* Exercise task *
In the listing below, locate the line containing "[spot] the red books"; reproduce that line and all lines that follow it, unchanged.

* Data supplied *

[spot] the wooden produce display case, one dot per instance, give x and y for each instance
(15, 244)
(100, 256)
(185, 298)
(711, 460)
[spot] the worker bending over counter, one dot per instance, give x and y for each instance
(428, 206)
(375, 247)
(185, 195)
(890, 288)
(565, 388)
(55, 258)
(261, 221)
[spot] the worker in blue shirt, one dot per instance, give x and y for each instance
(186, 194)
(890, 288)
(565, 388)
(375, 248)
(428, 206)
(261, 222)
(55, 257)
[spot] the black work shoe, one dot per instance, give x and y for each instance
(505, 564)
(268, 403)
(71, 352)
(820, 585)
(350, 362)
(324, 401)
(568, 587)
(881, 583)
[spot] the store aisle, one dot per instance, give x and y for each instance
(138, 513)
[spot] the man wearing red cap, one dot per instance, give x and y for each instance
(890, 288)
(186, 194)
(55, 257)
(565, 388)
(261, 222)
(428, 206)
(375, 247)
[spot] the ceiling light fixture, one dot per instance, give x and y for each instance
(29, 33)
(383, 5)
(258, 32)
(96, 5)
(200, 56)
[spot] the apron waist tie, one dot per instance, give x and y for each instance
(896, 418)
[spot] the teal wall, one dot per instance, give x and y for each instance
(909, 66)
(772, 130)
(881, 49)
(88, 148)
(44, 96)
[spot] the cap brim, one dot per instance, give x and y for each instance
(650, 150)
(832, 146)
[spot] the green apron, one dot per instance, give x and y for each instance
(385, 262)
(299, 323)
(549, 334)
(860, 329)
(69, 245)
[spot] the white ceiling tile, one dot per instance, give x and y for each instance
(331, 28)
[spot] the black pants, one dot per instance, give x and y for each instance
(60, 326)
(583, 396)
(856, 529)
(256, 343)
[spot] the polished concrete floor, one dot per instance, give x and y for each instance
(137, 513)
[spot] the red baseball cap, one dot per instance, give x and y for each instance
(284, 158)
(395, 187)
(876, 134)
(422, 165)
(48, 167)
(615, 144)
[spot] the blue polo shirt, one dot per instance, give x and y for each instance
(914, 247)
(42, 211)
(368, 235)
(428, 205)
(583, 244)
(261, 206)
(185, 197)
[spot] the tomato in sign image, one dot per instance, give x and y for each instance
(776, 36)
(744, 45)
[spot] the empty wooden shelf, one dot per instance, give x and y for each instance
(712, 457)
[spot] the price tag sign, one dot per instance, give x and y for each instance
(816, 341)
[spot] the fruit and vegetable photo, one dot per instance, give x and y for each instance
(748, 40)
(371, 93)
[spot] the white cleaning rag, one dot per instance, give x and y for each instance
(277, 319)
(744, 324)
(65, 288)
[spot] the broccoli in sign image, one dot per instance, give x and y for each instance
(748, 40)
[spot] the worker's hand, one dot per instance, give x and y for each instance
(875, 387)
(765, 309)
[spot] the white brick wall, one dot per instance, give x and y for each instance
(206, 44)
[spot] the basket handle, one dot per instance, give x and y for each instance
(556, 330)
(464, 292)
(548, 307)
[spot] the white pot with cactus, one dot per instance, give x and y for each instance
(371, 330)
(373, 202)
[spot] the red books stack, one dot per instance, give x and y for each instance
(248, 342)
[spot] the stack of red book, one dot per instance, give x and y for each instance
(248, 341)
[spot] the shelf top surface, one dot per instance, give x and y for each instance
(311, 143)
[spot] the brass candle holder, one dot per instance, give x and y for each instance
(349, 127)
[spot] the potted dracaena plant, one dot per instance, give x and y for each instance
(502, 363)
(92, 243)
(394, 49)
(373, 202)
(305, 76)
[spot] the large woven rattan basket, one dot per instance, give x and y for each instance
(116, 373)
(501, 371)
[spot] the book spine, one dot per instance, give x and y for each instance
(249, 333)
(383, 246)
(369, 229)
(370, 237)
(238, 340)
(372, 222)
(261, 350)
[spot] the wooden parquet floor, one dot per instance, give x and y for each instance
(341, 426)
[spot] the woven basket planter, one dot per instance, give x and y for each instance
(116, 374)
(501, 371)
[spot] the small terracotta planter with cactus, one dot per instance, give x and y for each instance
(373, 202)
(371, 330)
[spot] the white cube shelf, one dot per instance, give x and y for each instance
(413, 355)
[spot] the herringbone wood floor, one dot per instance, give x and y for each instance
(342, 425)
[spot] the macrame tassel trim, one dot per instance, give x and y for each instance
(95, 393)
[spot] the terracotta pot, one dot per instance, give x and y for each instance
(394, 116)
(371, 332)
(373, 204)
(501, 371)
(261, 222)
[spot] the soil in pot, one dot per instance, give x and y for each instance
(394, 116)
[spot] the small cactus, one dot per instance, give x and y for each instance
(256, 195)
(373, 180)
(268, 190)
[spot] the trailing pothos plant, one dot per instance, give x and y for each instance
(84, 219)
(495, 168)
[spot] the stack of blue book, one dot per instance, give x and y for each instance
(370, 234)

* Solution *
[spot] the red books stack, one dot per instance, give x and y for each instance
(248, 342)
[spot] the stack of red book, one dot per instance, give x and y for each instance
(248, 341)
[spot] the shelf top surface, one dot per instance, give x and y for each instance
(311, 143)
[spot] the brass candle holder, one dot per instance, give x and y for each instance
(349, 127)
[spot] the potted dracaena plant, one dot per instance, give x and y for each instance
(502, 363)
(92, 243)
(394, 49)
(373, 202)
(305, 76)
[spot] the large woven rattan basket, one dot per instance, give x and y for each instance
(116, 373)
(501, 371)
[spot] the book spine, one dot per instance, give x and y for each instance
(249, 333)
(383, 246)
(369, 229)
(370, 237)
(238, 340)
(372, 222)
(261, 350)
[spot] the wooden parquet floor, one dot per instance, give x and y for each instance
(341, 426)
[spot] the woven basket planter, one dot per instance, give x and y for each instance
(116, 374)
(501, 371)
[spot] the small terracotta planter with cactus, one dot per instance, give x and y for each instance
(373, 202)
(371, 330)
[spot] the white cube shelf, one dot per instance, give x and y for each instance
(413, 355)
[spot] the herringbone wood floor, one dot per instance, give x and y for each instance
(342, 425)
[spot] the macrame tassel trim, one dot per instance, give x and y for each instance
(95, 393)
[spot] the terracotta pot, one dot per instance, give x and y for each instance
(394, 116)
(371, 332)
(373, 204)
(501, 371)
(261, 222)
[spot] the soil in pot, one dot per instance, give x and y for each instance
(394, 116)
[spot] the small cactus, one dot per instance, give x and y for each instance
(256, 195)
(373, 180)
(268, 190)
[spot] the trailing pothos plant, one dot per instance, give x and y for each instance
(84, 219)
(495, 168)
[spot] the stack of blue book, one dot per instance, give x and y for each instance
(370, 234)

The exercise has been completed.